Objective a: Return the part of the architecture design process article starting at "The development of a building" and ending at "and without error.", copied word for word.

Excerpt provided:
◆ ◆ ◆ ◆
Architecture Design Process: The 7 phases

The development of a building is a lengthy process. In fact, architects follow a set of steps to ensure that...
Architecture design process

The architecture design process…

From its inception through to completion, the development of an architectural project is an extremely lengthy process, with many external influences, regulations, and forces to consider as well the various contributing internal elements of the design team.

As a result of this there are a core set of drawings and documents that (most) projects require in order for them to be procured successfully, and be completed efficiently and without error.

…and these are broken down into what is frequently refereed to as the architecture design process. But… 

Why do we need a set of architectural design phases, and are they even important?

The architecture design process (commonly broken down into 7 phases), enables a project to be developed and analysed in set stages.

This helps to provide a system and order to the projects program, identifies periods of review, creates a structured release of design information, and natural stages of invoicing.
◆ ◆ ◆ ◆
Data for the task:
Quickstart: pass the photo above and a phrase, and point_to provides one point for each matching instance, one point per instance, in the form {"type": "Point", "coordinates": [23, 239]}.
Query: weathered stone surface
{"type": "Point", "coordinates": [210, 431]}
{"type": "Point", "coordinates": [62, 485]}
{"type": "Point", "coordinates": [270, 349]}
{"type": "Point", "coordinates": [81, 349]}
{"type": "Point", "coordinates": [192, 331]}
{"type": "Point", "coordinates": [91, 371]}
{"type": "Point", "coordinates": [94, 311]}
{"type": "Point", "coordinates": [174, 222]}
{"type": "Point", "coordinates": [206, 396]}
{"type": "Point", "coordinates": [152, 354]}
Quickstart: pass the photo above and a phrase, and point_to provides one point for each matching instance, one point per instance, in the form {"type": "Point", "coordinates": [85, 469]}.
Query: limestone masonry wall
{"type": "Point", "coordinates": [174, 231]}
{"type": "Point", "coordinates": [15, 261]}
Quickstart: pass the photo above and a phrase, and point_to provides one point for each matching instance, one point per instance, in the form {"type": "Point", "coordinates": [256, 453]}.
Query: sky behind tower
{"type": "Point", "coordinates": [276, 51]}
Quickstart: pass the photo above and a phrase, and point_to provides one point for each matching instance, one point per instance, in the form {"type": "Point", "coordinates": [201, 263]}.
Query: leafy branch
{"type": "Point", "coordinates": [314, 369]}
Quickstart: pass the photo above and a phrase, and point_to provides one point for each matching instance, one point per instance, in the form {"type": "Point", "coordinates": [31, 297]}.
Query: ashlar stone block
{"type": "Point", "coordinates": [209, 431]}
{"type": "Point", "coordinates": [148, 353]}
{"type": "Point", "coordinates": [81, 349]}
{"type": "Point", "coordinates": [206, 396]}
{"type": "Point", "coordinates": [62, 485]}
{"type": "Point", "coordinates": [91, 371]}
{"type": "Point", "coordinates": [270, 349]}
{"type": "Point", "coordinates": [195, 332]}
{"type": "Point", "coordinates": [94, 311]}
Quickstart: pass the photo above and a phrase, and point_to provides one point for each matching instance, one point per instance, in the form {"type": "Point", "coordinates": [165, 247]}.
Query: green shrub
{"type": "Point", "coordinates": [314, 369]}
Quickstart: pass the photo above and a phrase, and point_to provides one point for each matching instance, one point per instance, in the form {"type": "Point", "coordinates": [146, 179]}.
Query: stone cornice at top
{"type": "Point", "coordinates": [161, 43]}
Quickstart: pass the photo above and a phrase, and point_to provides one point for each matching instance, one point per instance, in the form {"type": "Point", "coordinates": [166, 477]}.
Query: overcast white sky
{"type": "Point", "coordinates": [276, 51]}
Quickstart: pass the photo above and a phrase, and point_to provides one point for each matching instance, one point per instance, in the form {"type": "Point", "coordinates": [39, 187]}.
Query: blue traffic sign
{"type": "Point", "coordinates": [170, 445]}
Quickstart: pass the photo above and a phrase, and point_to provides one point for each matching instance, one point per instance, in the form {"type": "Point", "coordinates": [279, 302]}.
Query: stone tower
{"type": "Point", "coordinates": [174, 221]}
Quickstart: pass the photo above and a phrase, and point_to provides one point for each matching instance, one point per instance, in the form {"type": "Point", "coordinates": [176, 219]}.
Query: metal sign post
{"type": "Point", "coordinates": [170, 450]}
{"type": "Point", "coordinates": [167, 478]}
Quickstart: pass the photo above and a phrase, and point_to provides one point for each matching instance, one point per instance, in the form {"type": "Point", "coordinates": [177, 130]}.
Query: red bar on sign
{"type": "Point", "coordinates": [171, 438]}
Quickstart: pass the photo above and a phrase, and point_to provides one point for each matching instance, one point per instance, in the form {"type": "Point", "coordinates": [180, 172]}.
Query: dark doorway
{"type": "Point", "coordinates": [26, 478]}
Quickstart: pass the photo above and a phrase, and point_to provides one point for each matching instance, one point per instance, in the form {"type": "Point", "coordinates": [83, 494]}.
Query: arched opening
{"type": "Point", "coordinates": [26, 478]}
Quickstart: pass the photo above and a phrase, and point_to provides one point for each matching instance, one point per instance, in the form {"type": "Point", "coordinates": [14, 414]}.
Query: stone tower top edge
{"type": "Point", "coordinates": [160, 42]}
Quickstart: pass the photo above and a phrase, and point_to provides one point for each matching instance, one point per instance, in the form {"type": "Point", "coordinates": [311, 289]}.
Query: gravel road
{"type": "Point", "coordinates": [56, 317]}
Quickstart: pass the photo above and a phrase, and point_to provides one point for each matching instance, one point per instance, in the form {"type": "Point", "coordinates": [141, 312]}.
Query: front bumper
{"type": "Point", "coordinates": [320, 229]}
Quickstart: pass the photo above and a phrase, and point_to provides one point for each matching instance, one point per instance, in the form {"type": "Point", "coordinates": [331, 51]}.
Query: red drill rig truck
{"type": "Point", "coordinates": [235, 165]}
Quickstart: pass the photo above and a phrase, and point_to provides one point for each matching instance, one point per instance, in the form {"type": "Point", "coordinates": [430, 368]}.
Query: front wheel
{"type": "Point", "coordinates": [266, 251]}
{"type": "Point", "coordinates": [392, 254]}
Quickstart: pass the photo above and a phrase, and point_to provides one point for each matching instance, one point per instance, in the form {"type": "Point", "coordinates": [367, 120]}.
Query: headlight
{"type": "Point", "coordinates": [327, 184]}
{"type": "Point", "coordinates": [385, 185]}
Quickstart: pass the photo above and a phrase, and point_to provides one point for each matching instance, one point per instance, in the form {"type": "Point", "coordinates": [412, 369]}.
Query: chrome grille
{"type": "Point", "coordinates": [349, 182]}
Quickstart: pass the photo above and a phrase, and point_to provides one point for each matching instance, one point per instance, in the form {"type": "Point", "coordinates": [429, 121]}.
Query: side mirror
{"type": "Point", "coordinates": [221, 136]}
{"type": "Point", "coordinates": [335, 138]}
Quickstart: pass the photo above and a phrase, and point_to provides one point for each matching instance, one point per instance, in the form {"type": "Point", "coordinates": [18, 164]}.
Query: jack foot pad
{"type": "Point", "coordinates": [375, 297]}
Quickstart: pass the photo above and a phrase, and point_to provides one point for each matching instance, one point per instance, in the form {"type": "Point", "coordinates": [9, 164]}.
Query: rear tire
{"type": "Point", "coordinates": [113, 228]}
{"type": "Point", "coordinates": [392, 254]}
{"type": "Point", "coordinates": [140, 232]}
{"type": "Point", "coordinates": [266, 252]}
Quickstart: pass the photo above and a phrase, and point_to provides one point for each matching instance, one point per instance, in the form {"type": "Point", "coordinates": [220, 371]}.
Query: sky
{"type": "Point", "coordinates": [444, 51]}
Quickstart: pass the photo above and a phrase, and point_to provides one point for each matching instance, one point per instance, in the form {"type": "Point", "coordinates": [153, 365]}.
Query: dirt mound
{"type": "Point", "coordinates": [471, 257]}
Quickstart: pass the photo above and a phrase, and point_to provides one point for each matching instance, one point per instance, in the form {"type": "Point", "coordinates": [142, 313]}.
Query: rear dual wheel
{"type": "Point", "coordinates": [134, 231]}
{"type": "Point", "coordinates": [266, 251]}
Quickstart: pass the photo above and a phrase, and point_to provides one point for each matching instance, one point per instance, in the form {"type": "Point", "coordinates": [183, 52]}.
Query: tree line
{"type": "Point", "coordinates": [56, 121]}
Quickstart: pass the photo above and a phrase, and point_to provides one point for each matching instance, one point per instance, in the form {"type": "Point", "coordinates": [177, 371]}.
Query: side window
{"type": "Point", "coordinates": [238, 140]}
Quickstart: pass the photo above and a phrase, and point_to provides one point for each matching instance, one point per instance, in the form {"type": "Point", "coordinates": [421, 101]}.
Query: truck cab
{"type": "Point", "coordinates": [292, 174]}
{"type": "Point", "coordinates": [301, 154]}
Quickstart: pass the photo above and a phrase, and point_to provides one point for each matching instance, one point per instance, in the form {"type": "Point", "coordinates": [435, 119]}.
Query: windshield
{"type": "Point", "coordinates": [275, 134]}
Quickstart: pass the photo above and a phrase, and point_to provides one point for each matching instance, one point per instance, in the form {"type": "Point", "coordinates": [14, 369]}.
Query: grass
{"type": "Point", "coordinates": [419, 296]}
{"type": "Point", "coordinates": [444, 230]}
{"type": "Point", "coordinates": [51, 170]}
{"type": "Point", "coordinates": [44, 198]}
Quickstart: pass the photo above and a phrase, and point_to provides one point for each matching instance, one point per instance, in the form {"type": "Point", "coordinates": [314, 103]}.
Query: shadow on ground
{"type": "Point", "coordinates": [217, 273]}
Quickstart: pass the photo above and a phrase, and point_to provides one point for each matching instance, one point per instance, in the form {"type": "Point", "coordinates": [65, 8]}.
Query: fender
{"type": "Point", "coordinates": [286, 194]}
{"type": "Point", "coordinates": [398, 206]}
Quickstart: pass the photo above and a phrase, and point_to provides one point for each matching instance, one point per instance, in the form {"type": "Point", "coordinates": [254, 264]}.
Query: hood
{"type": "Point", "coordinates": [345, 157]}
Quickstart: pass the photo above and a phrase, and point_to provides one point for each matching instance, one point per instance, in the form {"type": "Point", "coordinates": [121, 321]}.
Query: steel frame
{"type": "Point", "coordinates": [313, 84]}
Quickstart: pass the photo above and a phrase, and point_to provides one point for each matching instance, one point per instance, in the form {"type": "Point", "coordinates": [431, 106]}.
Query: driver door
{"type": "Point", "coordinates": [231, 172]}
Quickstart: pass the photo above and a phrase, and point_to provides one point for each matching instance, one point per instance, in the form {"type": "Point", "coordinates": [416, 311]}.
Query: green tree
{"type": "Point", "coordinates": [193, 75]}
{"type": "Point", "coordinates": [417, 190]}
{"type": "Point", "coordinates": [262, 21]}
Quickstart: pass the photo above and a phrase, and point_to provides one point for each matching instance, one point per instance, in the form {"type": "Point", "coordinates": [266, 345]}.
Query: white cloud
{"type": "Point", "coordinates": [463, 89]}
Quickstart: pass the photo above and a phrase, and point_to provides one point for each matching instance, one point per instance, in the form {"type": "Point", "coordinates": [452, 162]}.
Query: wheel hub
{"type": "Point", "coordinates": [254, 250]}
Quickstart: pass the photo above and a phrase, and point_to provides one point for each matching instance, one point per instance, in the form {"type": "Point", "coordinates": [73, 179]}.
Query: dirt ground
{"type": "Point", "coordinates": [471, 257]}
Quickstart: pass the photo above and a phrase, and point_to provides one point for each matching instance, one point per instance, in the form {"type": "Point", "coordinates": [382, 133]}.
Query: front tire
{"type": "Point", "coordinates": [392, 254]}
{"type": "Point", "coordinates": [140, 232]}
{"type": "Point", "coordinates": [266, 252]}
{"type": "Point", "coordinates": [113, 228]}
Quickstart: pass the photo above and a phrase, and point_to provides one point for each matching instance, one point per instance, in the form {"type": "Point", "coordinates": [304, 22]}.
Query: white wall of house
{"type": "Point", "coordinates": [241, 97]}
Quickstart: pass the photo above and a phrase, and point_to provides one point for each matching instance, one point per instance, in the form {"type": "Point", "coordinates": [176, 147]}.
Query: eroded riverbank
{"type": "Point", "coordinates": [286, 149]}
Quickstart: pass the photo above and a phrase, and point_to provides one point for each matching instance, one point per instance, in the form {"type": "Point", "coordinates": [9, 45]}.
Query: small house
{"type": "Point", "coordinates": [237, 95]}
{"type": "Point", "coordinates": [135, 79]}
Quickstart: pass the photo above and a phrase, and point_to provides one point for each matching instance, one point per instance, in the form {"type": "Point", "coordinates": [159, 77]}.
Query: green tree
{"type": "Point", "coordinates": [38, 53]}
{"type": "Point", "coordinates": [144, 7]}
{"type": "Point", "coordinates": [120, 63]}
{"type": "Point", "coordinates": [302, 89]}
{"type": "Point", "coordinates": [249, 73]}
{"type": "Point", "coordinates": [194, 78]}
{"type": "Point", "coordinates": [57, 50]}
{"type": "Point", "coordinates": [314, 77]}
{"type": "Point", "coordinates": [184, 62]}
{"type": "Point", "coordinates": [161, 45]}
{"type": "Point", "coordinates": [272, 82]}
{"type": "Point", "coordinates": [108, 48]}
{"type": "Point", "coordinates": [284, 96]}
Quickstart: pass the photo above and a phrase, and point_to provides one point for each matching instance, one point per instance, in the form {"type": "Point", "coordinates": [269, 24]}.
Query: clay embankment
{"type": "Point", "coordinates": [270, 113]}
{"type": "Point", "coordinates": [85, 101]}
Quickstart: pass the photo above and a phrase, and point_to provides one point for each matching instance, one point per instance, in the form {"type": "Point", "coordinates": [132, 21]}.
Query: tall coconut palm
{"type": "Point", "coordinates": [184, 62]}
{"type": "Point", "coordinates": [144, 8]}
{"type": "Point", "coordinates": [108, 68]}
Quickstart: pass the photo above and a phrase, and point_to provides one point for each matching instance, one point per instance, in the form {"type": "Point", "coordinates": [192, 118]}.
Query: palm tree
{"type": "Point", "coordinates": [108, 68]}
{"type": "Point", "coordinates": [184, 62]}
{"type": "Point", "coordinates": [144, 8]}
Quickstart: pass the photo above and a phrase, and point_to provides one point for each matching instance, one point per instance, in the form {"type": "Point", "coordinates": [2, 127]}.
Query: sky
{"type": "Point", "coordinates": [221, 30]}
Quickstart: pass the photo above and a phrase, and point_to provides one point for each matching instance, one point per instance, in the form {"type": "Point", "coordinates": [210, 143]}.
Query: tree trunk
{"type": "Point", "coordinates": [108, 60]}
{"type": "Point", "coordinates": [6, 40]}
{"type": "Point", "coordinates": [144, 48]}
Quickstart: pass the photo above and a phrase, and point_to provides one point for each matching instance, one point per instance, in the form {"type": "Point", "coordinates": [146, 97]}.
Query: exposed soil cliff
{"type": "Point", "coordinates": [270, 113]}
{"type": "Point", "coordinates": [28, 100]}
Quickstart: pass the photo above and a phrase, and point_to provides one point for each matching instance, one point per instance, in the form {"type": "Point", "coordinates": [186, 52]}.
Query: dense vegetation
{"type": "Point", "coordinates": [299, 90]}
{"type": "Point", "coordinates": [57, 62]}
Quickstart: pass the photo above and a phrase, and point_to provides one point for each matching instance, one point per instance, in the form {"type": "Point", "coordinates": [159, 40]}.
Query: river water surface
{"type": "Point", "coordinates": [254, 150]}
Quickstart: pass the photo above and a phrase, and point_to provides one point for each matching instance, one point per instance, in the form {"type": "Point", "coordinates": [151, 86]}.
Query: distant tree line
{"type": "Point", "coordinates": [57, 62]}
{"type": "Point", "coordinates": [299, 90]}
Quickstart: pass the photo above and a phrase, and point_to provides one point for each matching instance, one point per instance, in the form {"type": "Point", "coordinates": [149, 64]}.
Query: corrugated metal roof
◆ ◆ ◆ ◆
Objective b: Collect every line in the records that contains the word "wheel".

Exercise output a:
The development of a building is a lengthy process. In fact, architects follow a set of steps to ensure that...
Architecture design process

The architecture design process…

From its inception through to completion, the development of an architectural project is an extremely lengthy process, with many external influences, regulations, and forces to consider as well the various contributing internal elements of the design team.

As a result of this there are a core set of drawings and documents that (most) projects require in order for them to be procured successfully, and be completed efficiently and without error.

Exercise output b:
Query: front wheel
Query: rear dual wheel
Query: wheel hub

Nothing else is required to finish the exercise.